What you should do: Your answer is a copy of every line in the records where "roof" appears.

Record set:
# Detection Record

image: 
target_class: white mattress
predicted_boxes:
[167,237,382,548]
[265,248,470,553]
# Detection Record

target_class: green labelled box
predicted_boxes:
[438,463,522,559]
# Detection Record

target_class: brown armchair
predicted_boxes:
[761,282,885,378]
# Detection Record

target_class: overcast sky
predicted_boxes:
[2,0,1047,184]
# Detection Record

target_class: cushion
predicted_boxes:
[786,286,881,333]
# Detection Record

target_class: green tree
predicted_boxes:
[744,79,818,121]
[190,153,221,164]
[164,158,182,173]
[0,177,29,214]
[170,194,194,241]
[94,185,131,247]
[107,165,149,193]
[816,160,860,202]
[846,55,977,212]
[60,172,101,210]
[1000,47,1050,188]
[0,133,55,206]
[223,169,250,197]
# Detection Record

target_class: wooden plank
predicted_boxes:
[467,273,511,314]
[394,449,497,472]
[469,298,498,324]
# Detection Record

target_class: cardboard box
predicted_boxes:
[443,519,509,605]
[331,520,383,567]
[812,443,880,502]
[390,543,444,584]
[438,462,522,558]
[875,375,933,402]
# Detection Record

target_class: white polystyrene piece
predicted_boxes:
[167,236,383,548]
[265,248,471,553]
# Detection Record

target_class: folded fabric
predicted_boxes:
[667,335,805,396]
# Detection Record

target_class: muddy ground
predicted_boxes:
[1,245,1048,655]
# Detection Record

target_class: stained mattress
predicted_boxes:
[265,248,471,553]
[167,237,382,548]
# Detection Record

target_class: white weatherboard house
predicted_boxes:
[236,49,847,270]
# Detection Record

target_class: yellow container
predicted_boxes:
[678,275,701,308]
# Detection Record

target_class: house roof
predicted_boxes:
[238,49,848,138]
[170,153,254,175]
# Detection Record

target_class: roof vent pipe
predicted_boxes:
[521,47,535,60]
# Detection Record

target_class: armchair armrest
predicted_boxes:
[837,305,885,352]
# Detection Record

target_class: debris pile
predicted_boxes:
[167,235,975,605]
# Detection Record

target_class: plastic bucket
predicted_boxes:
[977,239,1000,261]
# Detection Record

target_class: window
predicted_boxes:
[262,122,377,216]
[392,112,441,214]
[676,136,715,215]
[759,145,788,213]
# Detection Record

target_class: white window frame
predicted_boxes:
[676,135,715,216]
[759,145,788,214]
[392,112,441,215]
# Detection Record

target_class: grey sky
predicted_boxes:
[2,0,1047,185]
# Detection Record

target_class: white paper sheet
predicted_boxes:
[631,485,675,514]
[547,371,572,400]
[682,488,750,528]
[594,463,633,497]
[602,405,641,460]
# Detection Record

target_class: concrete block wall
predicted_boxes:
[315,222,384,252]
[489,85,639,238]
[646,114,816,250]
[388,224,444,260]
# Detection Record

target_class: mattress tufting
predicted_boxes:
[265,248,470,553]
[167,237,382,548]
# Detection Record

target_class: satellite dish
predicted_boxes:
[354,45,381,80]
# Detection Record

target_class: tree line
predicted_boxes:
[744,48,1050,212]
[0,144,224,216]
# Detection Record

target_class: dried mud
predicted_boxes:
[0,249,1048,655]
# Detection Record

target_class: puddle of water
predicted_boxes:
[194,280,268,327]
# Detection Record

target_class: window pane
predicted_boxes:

Reply:
target_class: house roof
target_class: roof vent pipe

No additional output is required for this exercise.